» **TASK DETAILS**: Write out all records as given; omit images.

Point labeling examples:

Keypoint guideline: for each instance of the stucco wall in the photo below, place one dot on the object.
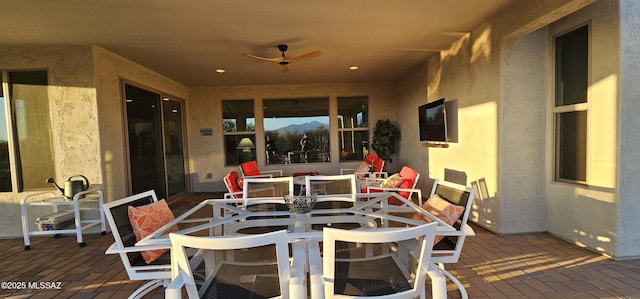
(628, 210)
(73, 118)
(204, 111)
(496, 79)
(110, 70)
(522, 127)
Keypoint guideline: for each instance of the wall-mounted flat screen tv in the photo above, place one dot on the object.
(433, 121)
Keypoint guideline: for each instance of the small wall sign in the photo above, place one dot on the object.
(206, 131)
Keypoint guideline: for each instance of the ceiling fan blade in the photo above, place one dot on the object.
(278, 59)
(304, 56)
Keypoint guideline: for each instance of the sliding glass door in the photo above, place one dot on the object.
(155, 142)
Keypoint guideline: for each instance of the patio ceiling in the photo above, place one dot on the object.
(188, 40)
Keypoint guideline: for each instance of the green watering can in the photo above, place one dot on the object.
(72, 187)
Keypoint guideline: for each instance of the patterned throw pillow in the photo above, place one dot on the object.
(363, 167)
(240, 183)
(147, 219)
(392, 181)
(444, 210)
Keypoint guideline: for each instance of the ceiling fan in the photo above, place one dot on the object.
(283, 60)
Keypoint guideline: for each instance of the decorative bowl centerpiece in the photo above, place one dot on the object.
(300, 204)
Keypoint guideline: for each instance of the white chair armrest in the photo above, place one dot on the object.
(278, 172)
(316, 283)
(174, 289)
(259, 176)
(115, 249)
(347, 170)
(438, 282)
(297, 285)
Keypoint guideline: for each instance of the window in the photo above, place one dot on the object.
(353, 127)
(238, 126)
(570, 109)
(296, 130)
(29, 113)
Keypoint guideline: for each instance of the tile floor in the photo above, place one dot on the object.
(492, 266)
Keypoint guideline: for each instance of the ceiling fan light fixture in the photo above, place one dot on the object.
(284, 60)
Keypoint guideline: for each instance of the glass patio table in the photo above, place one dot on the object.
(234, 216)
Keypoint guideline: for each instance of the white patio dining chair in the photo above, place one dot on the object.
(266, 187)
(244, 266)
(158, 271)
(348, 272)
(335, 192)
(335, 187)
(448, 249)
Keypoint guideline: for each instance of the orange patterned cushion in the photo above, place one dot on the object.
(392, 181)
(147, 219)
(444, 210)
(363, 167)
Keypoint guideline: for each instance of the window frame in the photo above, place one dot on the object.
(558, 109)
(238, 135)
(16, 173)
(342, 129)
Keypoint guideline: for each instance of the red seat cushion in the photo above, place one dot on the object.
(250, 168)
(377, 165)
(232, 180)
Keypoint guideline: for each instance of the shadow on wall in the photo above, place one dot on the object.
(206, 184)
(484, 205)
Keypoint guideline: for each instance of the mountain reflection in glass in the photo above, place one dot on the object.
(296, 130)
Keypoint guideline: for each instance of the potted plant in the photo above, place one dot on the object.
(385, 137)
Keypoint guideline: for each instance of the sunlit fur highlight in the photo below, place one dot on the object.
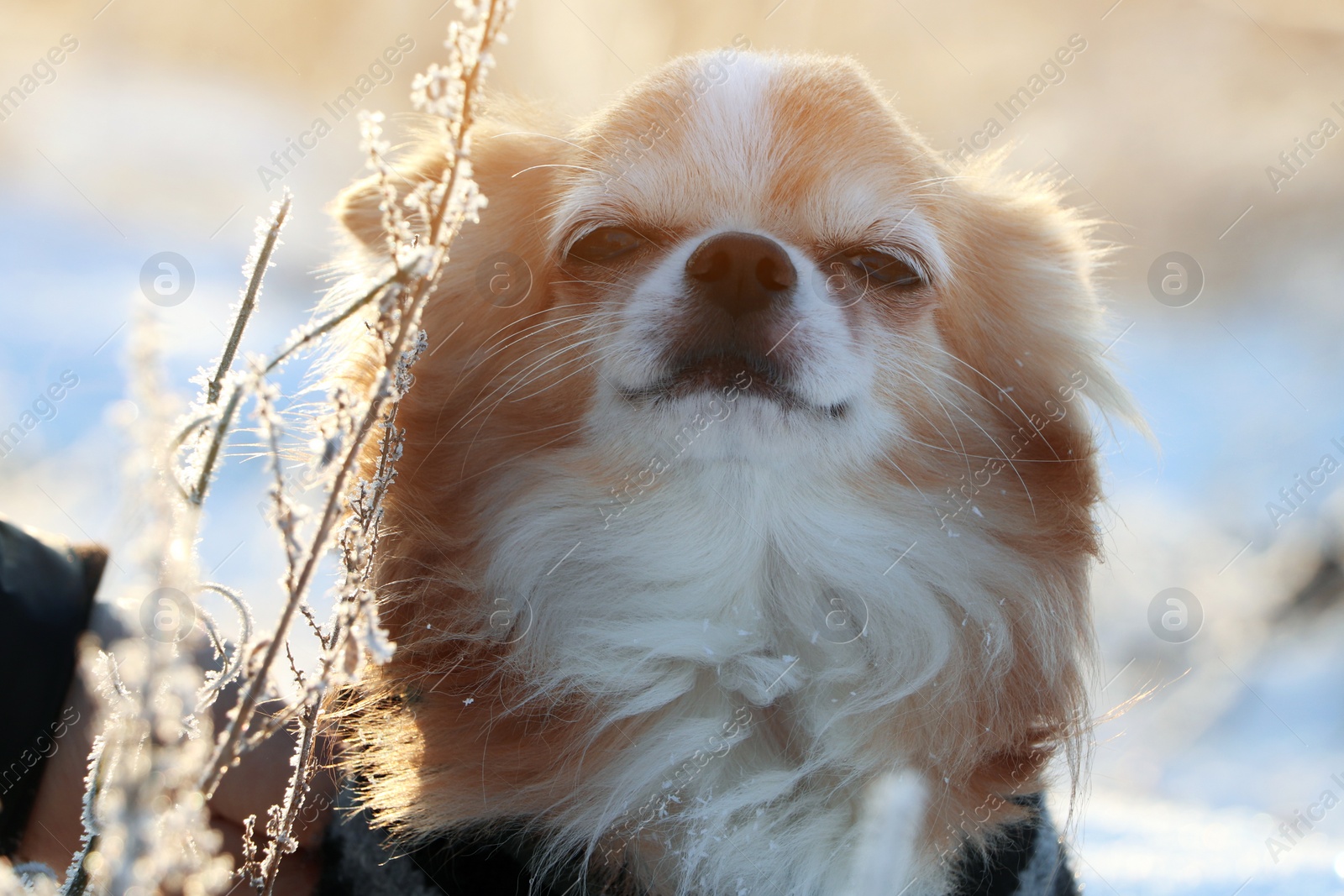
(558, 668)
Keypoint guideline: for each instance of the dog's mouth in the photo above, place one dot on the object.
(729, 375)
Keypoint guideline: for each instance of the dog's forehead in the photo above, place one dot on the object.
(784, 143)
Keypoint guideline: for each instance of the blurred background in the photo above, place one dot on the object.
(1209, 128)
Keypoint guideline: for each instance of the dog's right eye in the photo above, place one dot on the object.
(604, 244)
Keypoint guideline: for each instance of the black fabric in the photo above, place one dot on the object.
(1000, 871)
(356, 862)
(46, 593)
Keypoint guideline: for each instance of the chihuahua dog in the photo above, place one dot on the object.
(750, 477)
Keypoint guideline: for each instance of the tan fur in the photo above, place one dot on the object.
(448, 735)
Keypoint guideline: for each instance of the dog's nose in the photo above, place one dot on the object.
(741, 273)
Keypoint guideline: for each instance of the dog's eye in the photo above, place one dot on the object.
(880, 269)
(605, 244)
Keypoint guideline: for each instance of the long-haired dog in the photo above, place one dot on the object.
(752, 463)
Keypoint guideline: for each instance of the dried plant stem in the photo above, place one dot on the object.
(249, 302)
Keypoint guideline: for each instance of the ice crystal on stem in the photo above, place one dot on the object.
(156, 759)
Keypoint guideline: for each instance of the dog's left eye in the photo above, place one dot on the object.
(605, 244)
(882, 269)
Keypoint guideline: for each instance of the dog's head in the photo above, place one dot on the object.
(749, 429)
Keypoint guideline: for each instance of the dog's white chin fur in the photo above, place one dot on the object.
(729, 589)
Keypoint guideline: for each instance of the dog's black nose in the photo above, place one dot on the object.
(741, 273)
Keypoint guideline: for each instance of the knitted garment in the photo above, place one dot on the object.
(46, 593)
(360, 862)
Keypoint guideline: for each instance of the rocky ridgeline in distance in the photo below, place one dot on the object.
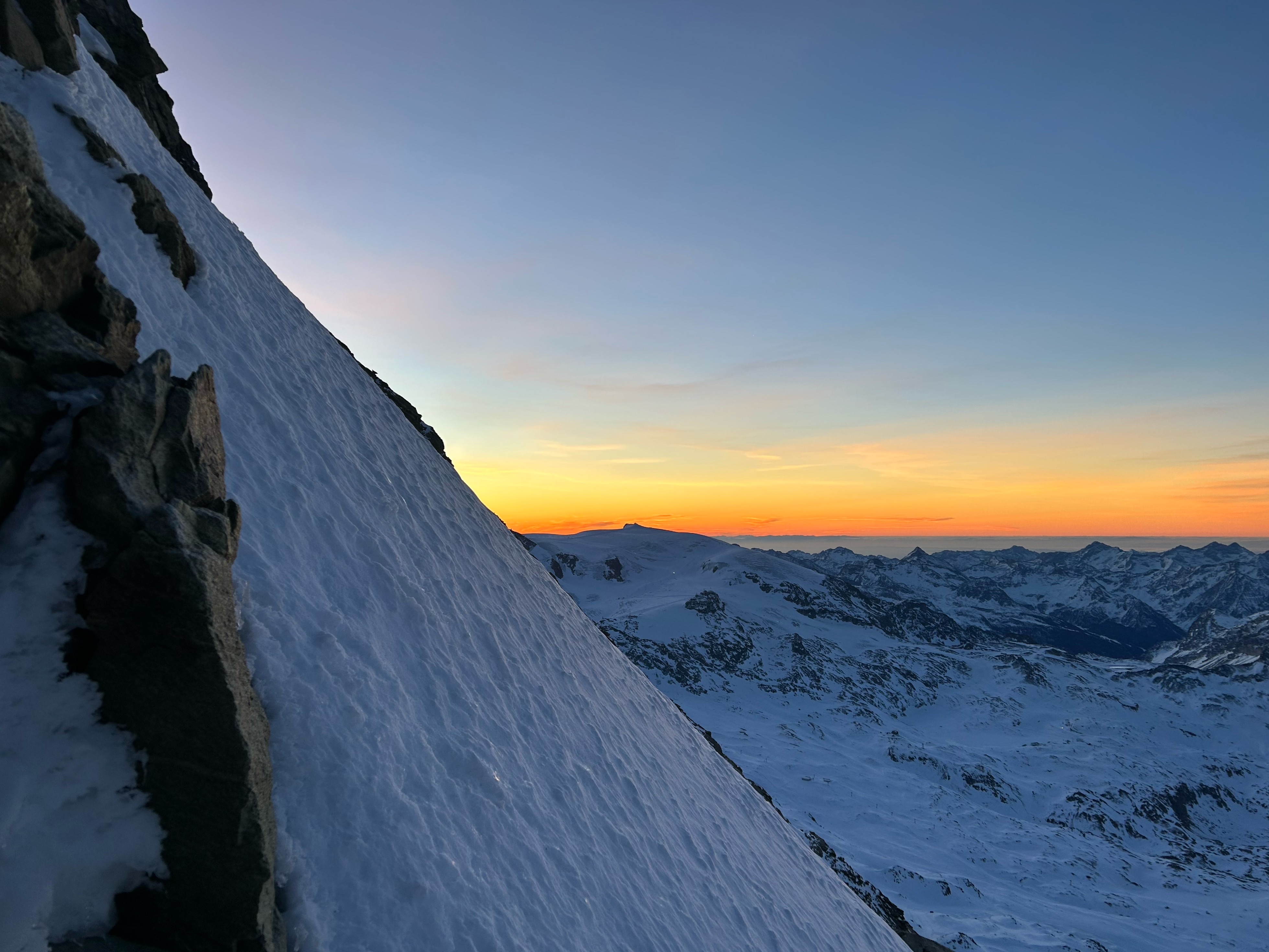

» **TASK ANSWER**:
Keypoint guideline: for each instance of the stucco wall in the photo below, place one dot on the object.
(628, 210)
(73, 118)
(204, 111)
(496, 79)
(110, 70)
(522, 127)
Keypoint guideline: for each instance of the wall-mounted flat screen tv in the photo above, place one dot on the object.
(433, 121)
Keypoint guideline: for each instance of the small wall sign in the photo above, place one dot on the object.
(206, 131)
Keypoint guideline: for each instance of the ceiling fan blade in the photo above, place one dot on the object.
(278, 59)
(304, 56)
Keypoint guideline: for each instance of the sliding glass door in the photo above, place one dot on the object.
(155, 142)
Keypoint guideline: for each instance of the patio ceiling in the photo above, place one dot on the object.
(188, 40)
Keypoint guideline: for each instance of the green watering can in the photo above, place one dot on the object.
(72, 187)
Keypoint guideline: for each instance of the patterned throw pillow in the photo above, place one dot on the object.
(363, 167)
(240, 183)
(147, 219)
(392, 181)
(444, 210)
Keypoint guideline: for each instance of the ceiling fan in the photo above, place one dot on the object.
(283, 60)
Keypoint guideline: for each instance of the decorative bowl centerpiece in the photo above, place one dot on the object.
(300, 204)
Keypoint guideline: for each instance of the white chair armrest in the photo above, place one dot on the object.
(278, 172)
(316, 283)
(174, 289)
(259, 176)
(115, 249)
(347, 170)
(438, 282)
(297, 285)
Keypoint guideline: for each instance of the window in the photo above, place one dot on the object.
(353, 127)
(238, 126)
(570, 109)
(296, 130)
(29, 113)
Keypoint guideline: for each instance of the tile floor in the photo above, place one dot on the object.
(492, 266)
Keypoint guideline: for each instance of the ceiling fan light fixture in the photo above, place one dot on the object.
(284, 60)
Keypoint guideline: for each instance of the glass patio table in the photo above, place one dot on the object.
(234, 216)
Keypoint guideline: for each instance of the white patio dining chair in the photo above, place one dot on the object.
(266, 187)
(244, 266)
(158, 271)
(348, 272)
(335, 192)
(335, 187)
(448, 249)
Keypoint guideline: for each instance of the orange patterned cushion in the photo above, place one dot on the object.
(392, 181)
(147, 219)
(444, 210)
(363, 167)
Keypoint guideline: for each instance of the window frame in the photo above, place one dot on the object.
(558, 109)
(238, 135)
(16, 173)
(342, 129)
Keypoint guideline: for each instance of the red seat cushion in the photo above, place one dot on the object.
(250, 168)
(377, 165)
(232, 180)
Keypoint guideline: for each instance of the shadow on wall in the photo above, place one dot on the object.
(206, 184)
(484, 205)
Keypoint guideline: for each instance of the mountain reflection in glass in the photo above, place one dot on the object.
(296, 130)
Keypoint guideline: for each instance of the potted plant in the photo above, place one dot on the object.
(385, 137)
Keypoint guideline: for each instance of the sunlit fur highlight in the photo below, place one dot on the object.
(558, 668)
Keypoint guideline: for each instance of the dog's mouth in the photo above, place one dot on the object.
(729, 375)
Keypoint guideline: for each instance of the dog's forehead in the photo above, place one dot on the object.
(784, 143)
Keypoint guideline: for each instance of the blurred background in the photo above, place one dot on the object.
(1209, 128)
Keypoint guideline: for each instance of the dog's right eye in the photo above, place one dot on the object.
(604, 244)
Keypoint guideline: for each instance of the black fabric in the photo above, place one dot on the object.
(1000, 871)
(356, 862)
(46, 593)
Keypoint guideline: for each instance of the chihuahua dog in the photo above, place one dot on the object.
(750, 477)
Keypoint guideline: for each instance of the tan fur in the photo above, place one dot on the object.
(448, 735)
Keypoint guideline: for each instance of the dog's nose in the photo above, place one dot on the object.
(741, 273)
Keypoint guideline: for each instance of the dog's eye in the photo above, place one dot on the object.
(880, 269)
(605, 244)
Keypoint guideline: for each instance of the long-haired dog in the photo above, place one dot on the object.
(752, 463)
Keypoint guideline: for each instance of the dried plant stem in the photo above, place one dot on the object.
(249, 302)
Keypoint guideline: for each instance of the ice crystal on stem in the photo above, place one dot on the object.
(156, 759)
Keypoint guideline: for each instance of the dog's left eye in the photo above, place one dot on the object.
(605, 244)
(882, 269)
Keypoint guideline: for each instance of the dog's head in the photo above, place one dot on the object.
(749, 429)
Keypoint guideline: for each instance of the dog's white chin fur in the photo above, place one dot on the object.
(729, 589)
Keypoint guideline: for each instance of the dog's black nose in the photo above, place one dot on the object.
(741, 273)
Keypoint guideline: for each instance of the knitted garment in the photo above, place one dot on the object.
(46, 593)
(360, 862)
Keypoint guideline: for each instance of the rocky ridgeline in distance in the photo below, place one dot on the object.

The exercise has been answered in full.